• Aim of the exercise:
Reproduce exactly the lines below, starting with the line that contains "Target: yellow pedestrian sign" and ending with the last line of the records, both included, and nothing else.

• Excerpts from point annotation data:
* * *
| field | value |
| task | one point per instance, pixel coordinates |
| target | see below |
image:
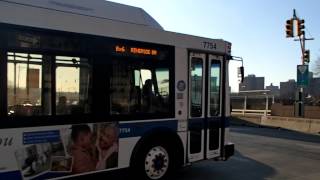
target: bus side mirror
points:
(241, 73)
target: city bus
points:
(91, 87)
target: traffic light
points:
(306, 56)
(300, 27)
(289, 28)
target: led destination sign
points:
(136, 50)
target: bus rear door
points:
(204, 123)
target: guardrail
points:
(251, 112)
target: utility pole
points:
(302, 70)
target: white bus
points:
(89, 87)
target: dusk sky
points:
(256, 30)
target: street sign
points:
(302, 75)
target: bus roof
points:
(101, 18)
(97, 8)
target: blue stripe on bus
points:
(139, 128)
(196, 122)
(12, 175)
(51, 175)
(227, 122)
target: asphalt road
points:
(263, 154)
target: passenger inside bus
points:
(147, 95)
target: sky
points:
(255, 28)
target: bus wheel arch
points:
(160, 142)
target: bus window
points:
(214, 88)
(136, 90)
(196, 87)
(25, 80)
(73, 76)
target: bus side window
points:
(73, 84)
(27, 73)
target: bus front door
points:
(204, 106)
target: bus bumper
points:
(228, 151)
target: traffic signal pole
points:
(305, 57)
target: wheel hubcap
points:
(156, 162)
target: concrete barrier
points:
(298, 124)
(305, 125)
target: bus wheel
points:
(155, 162)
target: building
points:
(251, 82)
(274, 90)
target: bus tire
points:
(154, 160)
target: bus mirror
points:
(241, 73)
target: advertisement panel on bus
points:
(47, 152)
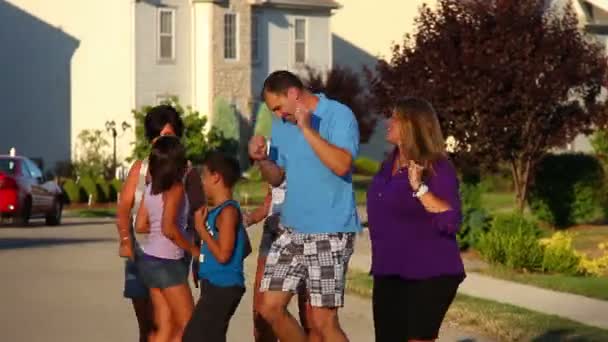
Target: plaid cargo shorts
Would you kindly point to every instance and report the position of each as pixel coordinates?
(318, 260)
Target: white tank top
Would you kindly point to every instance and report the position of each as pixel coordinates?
(278, 198)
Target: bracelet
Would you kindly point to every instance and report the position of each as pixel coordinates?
(422, 189)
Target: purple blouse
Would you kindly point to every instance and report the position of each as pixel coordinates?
(408, 241)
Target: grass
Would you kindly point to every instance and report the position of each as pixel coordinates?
(502, 321)
(587, 238)
(498, 201)
(249, 192)
(594, 287)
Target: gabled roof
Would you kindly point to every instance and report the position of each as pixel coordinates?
(323, 4)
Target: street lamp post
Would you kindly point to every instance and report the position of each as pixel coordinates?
(111, 128)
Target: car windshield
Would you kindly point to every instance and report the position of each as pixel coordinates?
(8, 165)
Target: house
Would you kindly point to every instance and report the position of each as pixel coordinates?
(363, 31)
(71, 65)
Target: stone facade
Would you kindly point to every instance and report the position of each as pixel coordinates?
(232, 78)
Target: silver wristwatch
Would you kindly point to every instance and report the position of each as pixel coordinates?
(422, 189)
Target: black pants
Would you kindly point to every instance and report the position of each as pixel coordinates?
(212, 313)
(411, 309)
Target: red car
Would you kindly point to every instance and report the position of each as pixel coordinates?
(25, 194)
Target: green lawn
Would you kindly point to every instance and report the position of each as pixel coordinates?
(250, 192)
(595, 287)
(502, 321)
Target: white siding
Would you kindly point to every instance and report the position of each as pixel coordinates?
(157, 78)
(276, 42)
(66, 66)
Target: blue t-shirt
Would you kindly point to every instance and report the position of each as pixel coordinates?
(230, 273)
(318, 200)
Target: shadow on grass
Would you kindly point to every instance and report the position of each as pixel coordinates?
(563, 335)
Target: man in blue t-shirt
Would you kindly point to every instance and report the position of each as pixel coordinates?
(313, 147)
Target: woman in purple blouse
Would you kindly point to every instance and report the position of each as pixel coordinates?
(414, 213)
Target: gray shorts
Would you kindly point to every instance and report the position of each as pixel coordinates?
(318, 260)
(270, 233)
(163, 273)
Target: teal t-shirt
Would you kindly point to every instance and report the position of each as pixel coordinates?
(230, 273)
(318, 200)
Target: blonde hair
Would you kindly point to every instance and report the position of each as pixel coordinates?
(421, 139)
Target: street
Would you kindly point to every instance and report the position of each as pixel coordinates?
(65, 284)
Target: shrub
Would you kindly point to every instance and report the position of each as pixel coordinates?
(73, 192)
(512, 241)
(595, 267)
(253, 174)
(90, 187)
(559, 256)
(499, 180)
(475, 219)
(198, 139)
(263, 121)
(366, 166)
(115, 188)
(225, 119)
(104, 190)
(567, 189)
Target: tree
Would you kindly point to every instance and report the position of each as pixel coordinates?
(225, 119)
(509, 79)
(93, 158)
(263, 122)
(344, 85)
(197, 142)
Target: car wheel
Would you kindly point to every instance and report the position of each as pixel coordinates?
(22, 218)
(53, 218)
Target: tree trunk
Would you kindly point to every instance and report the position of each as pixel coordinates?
(521, 168)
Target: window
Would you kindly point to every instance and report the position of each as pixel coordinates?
(300, 41)
(589, 8)
(163, 99)
(7, 166)
(166, 34)
(34, 170)
(255, 47)
(230, 36)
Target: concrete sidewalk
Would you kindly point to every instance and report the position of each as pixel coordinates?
(588, 311)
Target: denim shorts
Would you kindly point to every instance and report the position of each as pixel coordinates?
(160, 273)
(134, 287)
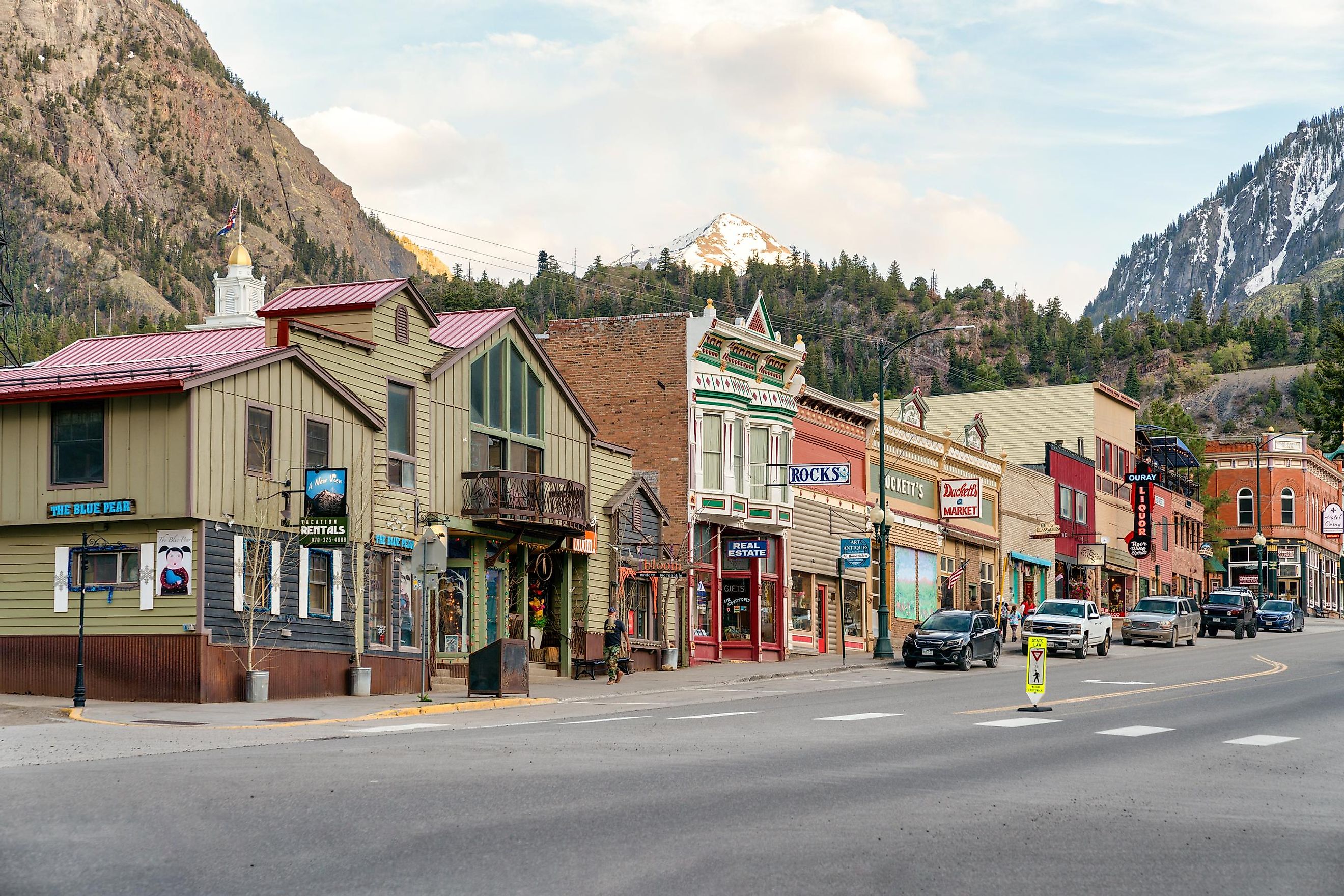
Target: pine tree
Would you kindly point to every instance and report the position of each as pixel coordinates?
(1133, 387)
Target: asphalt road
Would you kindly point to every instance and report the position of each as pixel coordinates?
(881, 781)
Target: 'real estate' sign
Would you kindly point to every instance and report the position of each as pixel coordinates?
(959, 499)
(120, 507)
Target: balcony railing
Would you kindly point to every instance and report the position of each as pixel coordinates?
(524, 497)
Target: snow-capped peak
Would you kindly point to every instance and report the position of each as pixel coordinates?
(727, 240)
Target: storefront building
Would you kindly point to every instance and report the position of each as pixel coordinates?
(826, 597)
(944, 547)
(710, 409)
(1295, 503)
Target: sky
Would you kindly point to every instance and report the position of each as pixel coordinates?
(1025, 142)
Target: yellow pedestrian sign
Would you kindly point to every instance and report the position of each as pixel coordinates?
(1035, 669)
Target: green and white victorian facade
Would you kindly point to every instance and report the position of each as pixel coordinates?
(744, 381)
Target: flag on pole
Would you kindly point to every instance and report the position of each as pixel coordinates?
(232, 222)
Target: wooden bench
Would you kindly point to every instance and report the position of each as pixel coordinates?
(592, 667)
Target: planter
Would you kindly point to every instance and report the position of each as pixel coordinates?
(259, 687)
(360, 682)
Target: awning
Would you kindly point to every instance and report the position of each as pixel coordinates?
(1027, 558)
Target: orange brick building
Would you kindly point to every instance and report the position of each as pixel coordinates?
(1297, 489)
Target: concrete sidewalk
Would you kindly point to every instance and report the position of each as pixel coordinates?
(316, 711)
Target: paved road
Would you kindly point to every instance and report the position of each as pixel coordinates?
(1202, 770)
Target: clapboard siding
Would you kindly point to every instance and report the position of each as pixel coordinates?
(311, 634)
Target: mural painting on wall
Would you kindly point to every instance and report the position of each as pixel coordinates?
(174, 562)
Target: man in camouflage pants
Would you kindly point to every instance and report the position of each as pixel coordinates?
(613, 638)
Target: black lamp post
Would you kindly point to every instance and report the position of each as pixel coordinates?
(882, 523)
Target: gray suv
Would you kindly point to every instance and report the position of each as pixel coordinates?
(1166, 620)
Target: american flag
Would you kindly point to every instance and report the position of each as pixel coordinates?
(233, 221)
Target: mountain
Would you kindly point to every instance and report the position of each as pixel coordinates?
(1272, 222)
(124, 144)
(729, 240)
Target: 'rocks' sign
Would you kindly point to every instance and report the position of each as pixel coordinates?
(959, 499)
* * *
• Solution for this problem:
Target: yellow pedestrian sign
Would you kindly point to every instance and report the position of each as pixel coordinates?
(1035, 669)
Target: green and white victorian facade
Would you kindly point to every instance and report the position of each as pixel coordinates?
(744, 381)
Target: flag on pole
Would you kindly point to every instance and report the position of each as pixel coordinates?
(232, 222)
Target: wooden bench
Would you kindly point to every instance and report the position of each as pixel coordinates?
(592, 667)
Target: planter
Would you kindly point to every instance and report the position of each as pixel coordinates?
(259, 687)
(360, 682)
Target: awning
Would you kindly point to every instance and report the position of each as pixel coordinates?
(1027, 558)
Target: orange brick building
Would you kindly point to every instance and report the position of each as pixel coordinates?
(1297, 489)
Target: concrete sidewalk
Would you kindly point to every instance and report the position of each as pixel coordinates?
(316, 711)
Target: paved road
Would you kindly point to every instance and report the position of each as pixel coordinates?
(1202, 770)
Target: clapboard siding
Would you kindly point to every instance and report the position of each as pixel coordinates?
(311, 634)
Target: mural painting on wall
Would you kindly point to every instance and report the position of each as pixel coordinates?
(174, 562)
Target: man in camouflage pants
Would you kindly point to every instance and report the position of each as pixel coordinates?
(613, 638)
Target: black lamp post
Would you kindly point to every instance and report the position of each as pixel coordinates?
(882, 523)
Target: gray suv
Would you kindly point to every instance and report the position of each as pixel coordinates?
(1166, 620)
Target: american flag
Would you kindly point to every instance and report the position of each as pixel coordinates?
(233, 221)
Target: mountain
Would you kindly point to every instance and report the position of each as pixel coordinates?
(1272, 222)
(124, 144)
(729, 240)
Target: 'rocks' sign
Would you kindly point to every instance and report the position of each as pixel coordinates?
(959, 499)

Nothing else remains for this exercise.